>> start
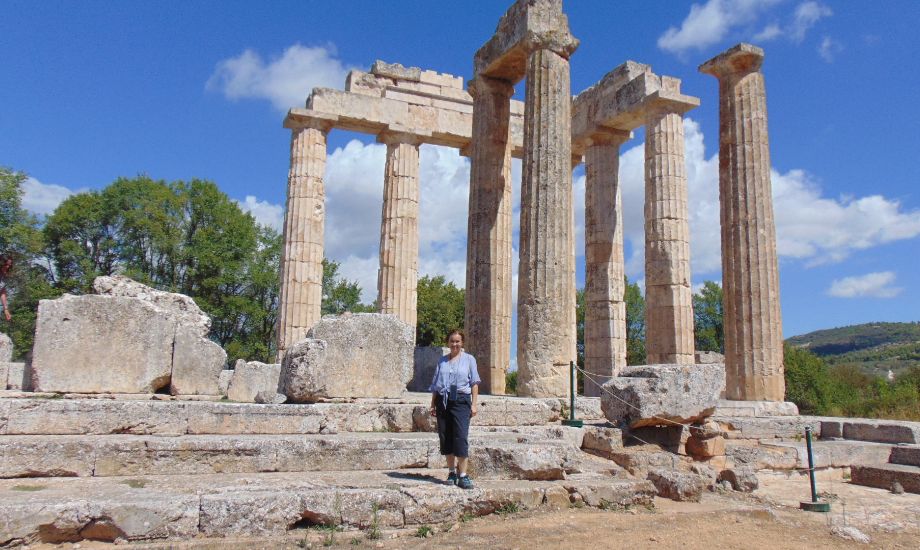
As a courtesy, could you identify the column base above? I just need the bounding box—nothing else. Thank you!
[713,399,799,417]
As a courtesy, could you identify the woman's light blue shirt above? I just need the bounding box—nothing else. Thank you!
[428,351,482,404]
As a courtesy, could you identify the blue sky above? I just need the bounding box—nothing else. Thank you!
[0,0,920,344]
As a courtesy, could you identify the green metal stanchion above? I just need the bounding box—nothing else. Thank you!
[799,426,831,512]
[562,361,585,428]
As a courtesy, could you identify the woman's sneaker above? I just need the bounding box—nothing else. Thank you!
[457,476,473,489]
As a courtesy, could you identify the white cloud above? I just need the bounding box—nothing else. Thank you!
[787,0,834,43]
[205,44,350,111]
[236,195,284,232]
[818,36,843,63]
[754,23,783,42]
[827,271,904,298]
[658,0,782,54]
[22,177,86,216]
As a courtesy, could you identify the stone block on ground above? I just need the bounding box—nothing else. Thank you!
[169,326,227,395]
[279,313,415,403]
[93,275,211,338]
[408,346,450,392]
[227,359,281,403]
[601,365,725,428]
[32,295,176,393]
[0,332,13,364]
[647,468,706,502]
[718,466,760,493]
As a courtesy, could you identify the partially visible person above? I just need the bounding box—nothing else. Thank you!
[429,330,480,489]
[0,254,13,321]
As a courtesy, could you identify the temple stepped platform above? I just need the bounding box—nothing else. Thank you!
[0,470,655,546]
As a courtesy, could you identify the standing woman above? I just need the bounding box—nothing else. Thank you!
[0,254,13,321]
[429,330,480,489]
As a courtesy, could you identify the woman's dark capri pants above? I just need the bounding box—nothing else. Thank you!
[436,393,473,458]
>> end
>> start
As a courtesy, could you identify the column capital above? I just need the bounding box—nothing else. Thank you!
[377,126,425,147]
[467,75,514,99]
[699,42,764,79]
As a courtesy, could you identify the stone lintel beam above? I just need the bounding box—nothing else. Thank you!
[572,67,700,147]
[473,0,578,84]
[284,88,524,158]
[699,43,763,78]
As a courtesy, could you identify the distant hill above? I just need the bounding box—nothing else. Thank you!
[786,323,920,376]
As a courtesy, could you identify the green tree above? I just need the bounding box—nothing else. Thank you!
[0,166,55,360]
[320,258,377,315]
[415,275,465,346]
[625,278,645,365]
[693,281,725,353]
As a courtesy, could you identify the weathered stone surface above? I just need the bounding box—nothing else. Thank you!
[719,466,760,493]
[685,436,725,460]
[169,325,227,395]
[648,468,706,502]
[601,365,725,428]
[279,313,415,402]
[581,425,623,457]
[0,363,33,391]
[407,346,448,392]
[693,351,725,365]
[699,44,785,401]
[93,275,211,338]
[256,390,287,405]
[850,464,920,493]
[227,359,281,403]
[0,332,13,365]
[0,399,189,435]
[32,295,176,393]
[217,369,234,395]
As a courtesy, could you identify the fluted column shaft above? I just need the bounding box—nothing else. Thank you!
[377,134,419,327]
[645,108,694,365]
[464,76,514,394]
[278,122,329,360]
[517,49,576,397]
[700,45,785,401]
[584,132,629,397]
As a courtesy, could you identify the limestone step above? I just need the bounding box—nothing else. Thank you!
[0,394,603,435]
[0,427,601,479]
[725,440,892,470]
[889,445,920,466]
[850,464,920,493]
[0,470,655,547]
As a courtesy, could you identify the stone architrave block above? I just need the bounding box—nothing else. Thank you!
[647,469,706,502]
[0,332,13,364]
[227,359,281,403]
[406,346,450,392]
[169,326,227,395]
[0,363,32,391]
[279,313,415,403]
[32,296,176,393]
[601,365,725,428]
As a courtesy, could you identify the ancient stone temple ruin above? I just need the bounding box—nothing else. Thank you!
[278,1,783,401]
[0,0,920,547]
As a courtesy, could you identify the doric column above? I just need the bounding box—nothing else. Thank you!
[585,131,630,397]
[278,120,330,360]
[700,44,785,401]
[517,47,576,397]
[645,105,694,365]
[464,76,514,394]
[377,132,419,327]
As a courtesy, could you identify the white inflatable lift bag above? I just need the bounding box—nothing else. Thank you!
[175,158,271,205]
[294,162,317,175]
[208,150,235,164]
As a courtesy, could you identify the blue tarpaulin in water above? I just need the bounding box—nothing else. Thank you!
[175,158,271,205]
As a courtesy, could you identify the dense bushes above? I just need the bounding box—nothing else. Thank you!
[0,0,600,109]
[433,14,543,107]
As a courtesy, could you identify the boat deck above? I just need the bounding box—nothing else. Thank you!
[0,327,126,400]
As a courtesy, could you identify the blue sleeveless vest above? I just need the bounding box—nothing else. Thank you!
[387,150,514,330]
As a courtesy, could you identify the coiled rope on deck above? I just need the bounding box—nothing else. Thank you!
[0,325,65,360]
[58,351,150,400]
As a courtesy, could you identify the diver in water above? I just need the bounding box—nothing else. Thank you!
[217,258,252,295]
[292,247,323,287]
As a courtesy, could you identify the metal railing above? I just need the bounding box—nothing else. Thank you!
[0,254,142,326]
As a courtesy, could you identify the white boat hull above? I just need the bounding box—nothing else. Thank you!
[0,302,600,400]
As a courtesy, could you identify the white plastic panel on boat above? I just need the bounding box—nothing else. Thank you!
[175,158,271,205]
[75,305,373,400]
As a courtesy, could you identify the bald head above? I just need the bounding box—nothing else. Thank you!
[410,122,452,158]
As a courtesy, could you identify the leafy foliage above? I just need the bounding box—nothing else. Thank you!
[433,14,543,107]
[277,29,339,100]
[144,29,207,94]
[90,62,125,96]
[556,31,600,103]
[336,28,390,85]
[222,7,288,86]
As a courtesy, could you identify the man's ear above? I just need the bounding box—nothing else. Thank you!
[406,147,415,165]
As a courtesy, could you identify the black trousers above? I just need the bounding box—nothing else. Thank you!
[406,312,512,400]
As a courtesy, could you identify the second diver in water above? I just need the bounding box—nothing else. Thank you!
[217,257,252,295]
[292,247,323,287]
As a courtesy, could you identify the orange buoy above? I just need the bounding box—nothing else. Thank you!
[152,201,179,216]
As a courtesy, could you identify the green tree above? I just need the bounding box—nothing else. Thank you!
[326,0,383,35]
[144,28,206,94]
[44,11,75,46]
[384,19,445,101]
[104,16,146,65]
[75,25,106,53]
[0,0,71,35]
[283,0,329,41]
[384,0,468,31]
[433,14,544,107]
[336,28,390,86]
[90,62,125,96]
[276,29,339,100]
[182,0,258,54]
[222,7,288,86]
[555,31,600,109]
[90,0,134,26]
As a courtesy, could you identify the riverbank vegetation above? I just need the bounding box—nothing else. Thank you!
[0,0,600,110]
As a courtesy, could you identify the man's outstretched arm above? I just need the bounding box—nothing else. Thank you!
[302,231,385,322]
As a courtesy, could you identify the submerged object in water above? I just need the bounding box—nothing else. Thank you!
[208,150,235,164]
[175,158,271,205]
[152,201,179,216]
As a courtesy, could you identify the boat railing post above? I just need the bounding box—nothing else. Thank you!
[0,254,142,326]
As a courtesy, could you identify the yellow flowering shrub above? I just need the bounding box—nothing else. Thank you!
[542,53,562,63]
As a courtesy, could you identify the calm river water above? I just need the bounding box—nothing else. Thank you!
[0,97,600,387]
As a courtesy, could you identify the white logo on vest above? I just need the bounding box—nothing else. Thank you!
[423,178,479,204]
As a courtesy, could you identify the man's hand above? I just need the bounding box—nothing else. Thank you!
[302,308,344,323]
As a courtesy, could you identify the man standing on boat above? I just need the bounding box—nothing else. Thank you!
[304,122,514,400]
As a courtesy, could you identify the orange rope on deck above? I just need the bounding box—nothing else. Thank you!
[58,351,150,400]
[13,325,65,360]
>> end
>> start
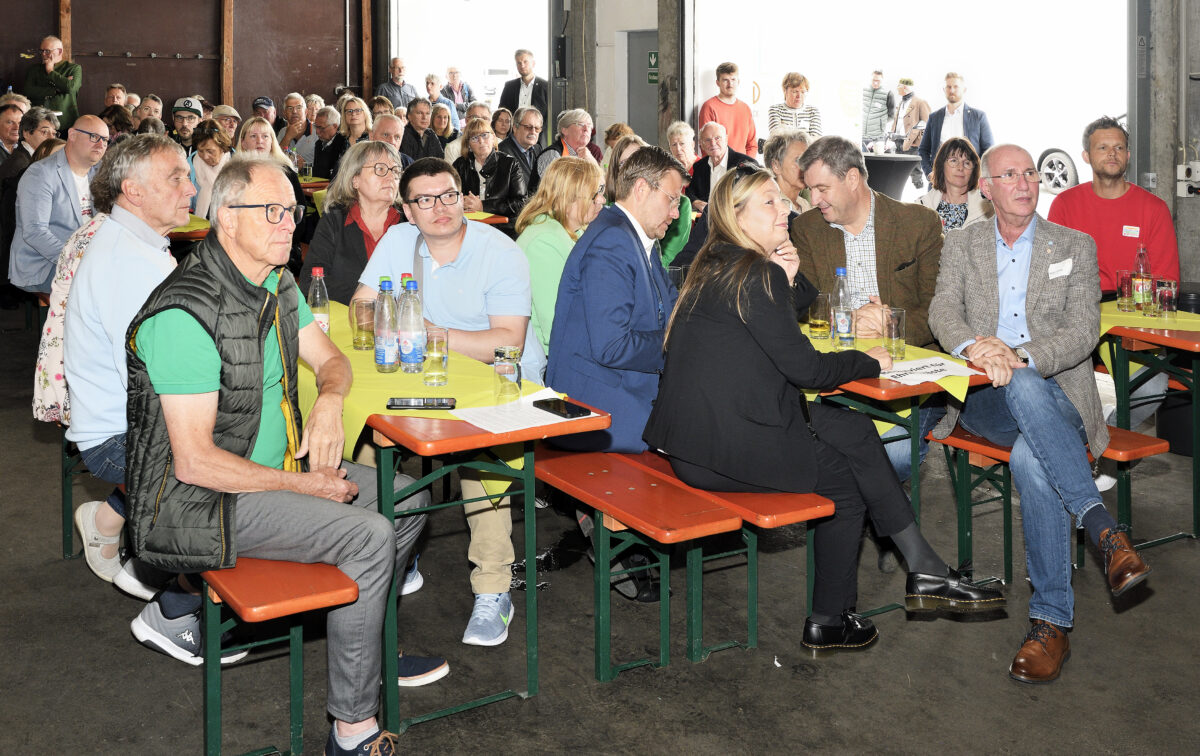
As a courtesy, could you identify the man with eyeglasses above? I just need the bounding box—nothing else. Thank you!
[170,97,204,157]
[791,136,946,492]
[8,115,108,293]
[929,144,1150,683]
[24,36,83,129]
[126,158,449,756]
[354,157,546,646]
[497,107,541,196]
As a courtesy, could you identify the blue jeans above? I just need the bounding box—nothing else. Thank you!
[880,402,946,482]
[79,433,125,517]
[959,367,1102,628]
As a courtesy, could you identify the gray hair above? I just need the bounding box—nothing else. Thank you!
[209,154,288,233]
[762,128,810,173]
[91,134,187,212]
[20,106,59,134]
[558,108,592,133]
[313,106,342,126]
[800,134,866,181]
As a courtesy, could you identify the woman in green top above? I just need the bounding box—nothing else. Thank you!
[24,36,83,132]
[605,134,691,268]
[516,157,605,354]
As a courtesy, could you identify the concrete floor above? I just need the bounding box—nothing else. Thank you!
>> end
Output the lines of the data from the line with "As a courtesy, could you identify the blue jeans" up to and including the line with "[959,367,1102,628]" as a JSON list of strings, one string per line, with blank lines left out.

[
  "As a courtesy, could you identify the blue jeans above? I just need the bounding box—nothing else. Thank you!",
  "[880,402,946,482]",
  "[79,433,125,517]",
  "[959,367,1102,628]"
]